# About this exercise
Whatever the records say, repeat them exactly as given.
[Start of section]
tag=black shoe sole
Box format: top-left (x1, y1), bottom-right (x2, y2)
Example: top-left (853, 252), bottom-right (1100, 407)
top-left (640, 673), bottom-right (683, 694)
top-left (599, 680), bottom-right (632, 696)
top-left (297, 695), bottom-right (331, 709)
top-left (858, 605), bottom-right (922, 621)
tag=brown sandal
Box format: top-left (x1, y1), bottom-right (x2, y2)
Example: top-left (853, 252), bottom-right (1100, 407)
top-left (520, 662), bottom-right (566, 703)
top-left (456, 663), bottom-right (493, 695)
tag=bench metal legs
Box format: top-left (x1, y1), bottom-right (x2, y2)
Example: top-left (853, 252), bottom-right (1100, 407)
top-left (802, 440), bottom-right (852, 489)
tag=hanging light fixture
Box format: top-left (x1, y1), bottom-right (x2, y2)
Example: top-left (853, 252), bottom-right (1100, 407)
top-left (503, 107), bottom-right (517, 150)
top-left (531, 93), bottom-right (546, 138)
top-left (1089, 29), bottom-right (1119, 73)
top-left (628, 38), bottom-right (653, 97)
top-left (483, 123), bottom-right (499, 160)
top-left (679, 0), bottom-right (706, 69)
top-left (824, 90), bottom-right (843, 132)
[End of section]
# Response area
tag=black shoe sole
Box format: top-left (x1, y1), bottom-right (x2, y2)
Example: top-left (853, 252), bottom-right (1100, 407)
top-left (640, 673), bottom-right (683, 694)
top-left (599, 680), bottom-right (632, 696)
top-left (297, 695), bottom-right (331, 709)
top-left (858, 605), bottom-right (922, 621)
tag=brown sandal
Box format: top-left (x1, y1), bottom-right (x2, y2)
Example: top-left (853, 252), bottom-right (1100, 407)
top-left (520, 662), bottom-right (566, 703)
top-left (456, 663), bottom-right (493, 695)
tag=bench metal legs
Box format: top-left (x1, y1), bottom-right (x2, y2)
Example: top-left (853, 252), bottom-right (1100, 407)
top-left (802, 440), bottom-right (852, 489)
tag=hanging light fixture
Box format: top-left (x1, y1), bottom-right (x2, y2)
Example: top-left (853, 252), bottom-right (1100, 407)
top-left (503, 107), bottom-right (517, 150)
top-left (531, 93), bottom-right (546, 138)
top-left (1089, 29), bottom-right (1119, 73)
top-left (628, 38), bottom-right (653, 97)
top-left (483, 123), bottom-right (499, 160)
top-left (679, 0), bottom-right (706, 69)
top-left (824, 90), bottom-right (843, 132)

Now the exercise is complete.